*Your instructions*
Rewrite the entries below with every "instance" swapped for "occurrence", keeping everything else unchanged.
'''
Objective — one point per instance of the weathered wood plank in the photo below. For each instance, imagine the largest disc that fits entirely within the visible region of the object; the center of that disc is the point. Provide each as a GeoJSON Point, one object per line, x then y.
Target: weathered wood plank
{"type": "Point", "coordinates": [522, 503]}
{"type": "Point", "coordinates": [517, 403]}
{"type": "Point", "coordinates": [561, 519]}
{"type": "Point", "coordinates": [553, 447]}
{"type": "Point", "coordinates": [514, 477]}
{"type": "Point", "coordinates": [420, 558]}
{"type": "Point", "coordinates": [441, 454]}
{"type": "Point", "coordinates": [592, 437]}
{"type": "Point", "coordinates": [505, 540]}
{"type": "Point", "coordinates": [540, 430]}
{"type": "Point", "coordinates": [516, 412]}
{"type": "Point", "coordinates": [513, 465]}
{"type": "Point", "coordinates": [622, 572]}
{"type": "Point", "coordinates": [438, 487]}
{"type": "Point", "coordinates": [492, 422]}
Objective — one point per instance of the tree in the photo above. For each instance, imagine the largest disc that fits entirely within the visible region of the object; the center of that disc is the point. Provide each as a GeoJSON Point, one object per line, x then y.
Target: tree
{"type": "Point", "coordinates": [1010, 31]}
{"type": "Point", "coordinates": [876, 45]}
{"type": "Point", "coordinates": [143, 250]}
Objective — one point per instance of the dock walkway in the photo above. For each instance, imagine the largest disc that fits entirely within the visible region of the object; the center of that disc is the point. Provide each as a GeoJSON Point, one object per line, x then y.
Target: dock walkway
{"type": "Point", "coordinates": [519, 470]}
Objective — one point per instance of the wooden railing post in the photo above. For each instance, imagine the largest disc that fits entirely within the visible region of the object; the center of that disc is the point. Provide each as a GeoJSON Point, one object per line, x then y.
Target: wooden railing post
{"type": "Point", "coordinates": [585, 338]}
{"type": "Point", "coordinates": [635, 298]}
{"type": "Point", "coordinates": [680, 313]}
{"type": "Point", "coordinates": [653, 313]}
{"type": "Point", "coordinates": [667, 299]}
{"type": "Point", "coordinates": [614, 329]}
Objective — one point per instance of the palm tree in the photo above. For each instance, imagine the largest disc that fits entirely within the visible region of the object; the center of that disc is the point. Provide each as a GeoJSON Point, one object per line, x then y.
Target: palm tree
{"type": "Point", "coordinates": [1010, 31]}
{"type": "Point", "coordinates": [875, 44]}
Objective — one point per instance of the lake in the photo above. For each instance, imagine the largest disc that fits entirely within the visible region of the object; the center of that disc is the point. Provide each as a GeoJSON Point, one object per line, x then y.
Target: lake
'''
*Finished task*
Objective — one point per occurrence of the weathered wood plank in the photo below. For each occurrence, imagine the largest disc that fits entirely within the visible region of the object; the center of that disc is the point. Provide each as a GeoJSON Point, one object per line, x then y.
Target: weathered wood plank
{"type": "Point", "coordinates": [522, 503]}
{"type": "Point", "coordinates": [517, 403]}
{"type": "Point", "coordinates": [561, 519]}
{"type": "Point", "coordinates": [553, 447]}
{"type": "Point", "coordinates": [514, 477]}
{"type": "Point", "coordinates": [420, 558]}
{"type": "Point", "coordinates": [441, 454]}
{"type": "Point", "coordinates": [592, 437]}
{"type": "Point", "coordinates": [505, 540]}
{"type": "Point", "coordinates": [540, 430]}
{"type": "Point", "coordinates": [516, 412]}
{"type": "Point", "coordinates": [513, 465]}
{"type": "Point", "coordinates": [622, 572]}
{"type": "Point", "coordinates": [438, 487]}
{"type": "Point", "coordinates": [492, 422]}
Objective — one point per occurrence of the tree in the photo above. For each occurrence, imagine the largest disc that fits entirely within the visible region of the object; the center of that disc is the point. Provide each as a GeoJSON Point, one object per line, x then y.
Target: tree
{"type": "Point", "coordinates": [1010, 31]}
{"type": "Point", "coordinates": [876, 45]}
{"type": "Point", "coordinates": [143, 250]}
Objective — one point per occurrence of the dock walkway in the photo above. For each occurrence, imagine the largest disc that fits entirely within the visible region of the object; the center of that disc is the point. Provide each as a GeoJSON Point, one object per line, x then y.
Target: dock walkway
{"type": "Point", "coordinates": [519, 470]}
Objective — one point per occurrence of the wooden railing post in the photo above. For each occurrence, imagine the largest disc that fits entirely within the visible region of the object; the center of that disc is the point. Provide each as a GeoJSON Point, one object per line, x then y.
Target: wooden railing post
{"type": "Point", "coordinates": [585, 338]}
{"type": "Point", "coordinates": [635, 298]}
{"type": "Point", "coordinates": [680, 313]}
{"type": "Point", "coordinates": [653, 313]}
{"type": "Point", "coordinates": [667, 299]}
{"type": "Point", "coordinates": [614, 329]}
Objective — one point per occurrence of the palm tree in the photo above. For each occurrence, imagine the largest disc that fits entirely within the visible region of the object; the center of that disc is the point. Provide each as a GeoJSON Point, one object per line, x then y.
Target: palm tree
{"type": "Point", "coordinates": [1010, 31]}
{"type": "Point", "coordinates": [875, 44]}
Objective — one point per occurrence of the lake in the photo above. For each occurrence, imagine the largest disc that fits entirely within the visible region of the object; the center of that disc is the point. Provide each as a GeoJSON Point, one object per line, x then y.
Target: lake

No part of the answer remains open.